● **DOCUMENT EXCERPT**
★ ★ ★

Fig. 3 compares the fingerprint plot coverage of different atom pairs, i.e. it represents the relative amount of the total Hirshfeld surface that is covered by the (d_i + d_e) pixels attributed to various X⋯H (X = N, O, C, H) distances. In both polymorphs, H⋯H contacts are the most frequent ones, as it usually occurs in hydrogen-rich crystals. The slight increment of N,O⋯H frequencies in B occurs at the expenses of the C⋯H frequency, while other atom–atom close contacts are much less relevant.

Fig. 3 Relative contributions to Hirshfeld surface area for the close molecular contacts in DTC forms A and B.

Translating the relative picture on absolute grounds, we note that some features that are clearly visible in A become barely appreciable, or even disappear, in B (Fig. 2). The four spikes in A, at a total distance (d_i + d_e) of ≈2.4 Å and ≈2.5 Å, are the signature of short H⋯O and H⋯N contacts, respectively. In B, they shift at higher d_i + d_e and are smoothed down into the H⋯H background in central region of the diagram. The two lateral wings in A at d_i + d_e ≈ 2.7 Å, which are due to close C⋯H contacts and are partly attributable to C–H⋯π interactions, somewhat survive in B at longer distances, but again they are not neatly distinguishable anymore. In general, close hydrogen-acceptor contacts roughly conserve their relative occurring frequencies in both the crystal structures, even though O⋯H and N⋯H interactions are slightly more frequent in the polymorph B (Fig. 3). Overall, though, these differences are barely significant, accounting for changes lower than 2.5% in the relative coverage of Hirshfeld surfaces, as expected for weak hydrogen bonded contacts in polymorphs of organic crystals.⁶⁶ In general, both the crystal forms of DTC are characterized by similar packing modes, with the A form exploiting a slightly higher packing efficiency, as testified by a lower cell volume (Section 3.1) and by the fact that, on average, similar intermolecular contacts are translated at longer distances in the B phase. These evidences suggest that intermolecular NCI might be somehow weaker in this phase.

★ ★ ★

(Spatial annotation records)
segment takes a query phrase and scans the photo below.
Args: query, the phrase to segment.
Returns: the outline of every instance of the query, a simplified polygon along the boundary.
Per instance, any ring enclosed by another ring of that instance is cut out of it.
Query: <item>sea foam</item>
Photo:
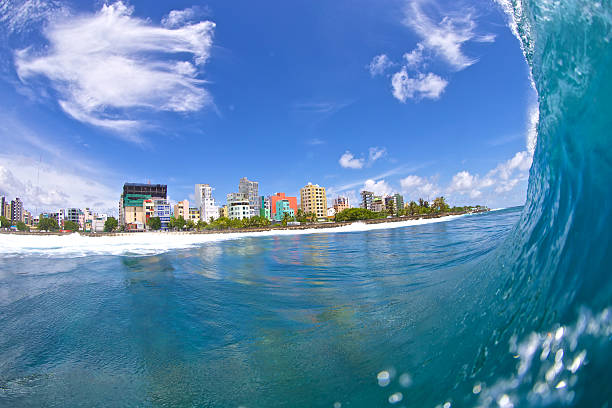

★ ★ ★

● **TASK REQUIREMENTS**
a – Return the passage on Hirshfeld surface contacts word for word, from "Fig. 3 compares" up to and including "forms A and B.".
b – Change "instance" to "occurrence" everywhere in the listing and give back all of its lines with nothing else altered. Leave the pictures out.

● **ANSWERS PROVIDED**
a –
Fig. 3 compares the fingerprint plot coverage of different atom pairs, i.e. it represents the relative amount of the total Hirshfeld surface that is covered by the (d_i + d_e) pixels attributed to various X⋯H (X = N, O, C, H) distances. In both polymorphs, H⋯H contacts are the most frequent ones, as it usually occurs in hydrogen-rich crystals. The slight increment of N,O⋯H frequencies in B occurs at the expenses of the C⋯H frequency, while other atom–atom close contacts are much less relevant.

Fig. 3 Relative contributions to Hirshfeld surface area for the close molecular contacts in DTC forms A and B.

b –
segment takes a query phrase and scans the photo below.
Args: query, the phrase to segment.
Returns: the outline of every occurrence of the query, a simplified polygon along the boundary.
Per occurrence, any ring enclosed by another ring of that occurrence is cut out of it.
Query: <item>sea foam</item>
Photo:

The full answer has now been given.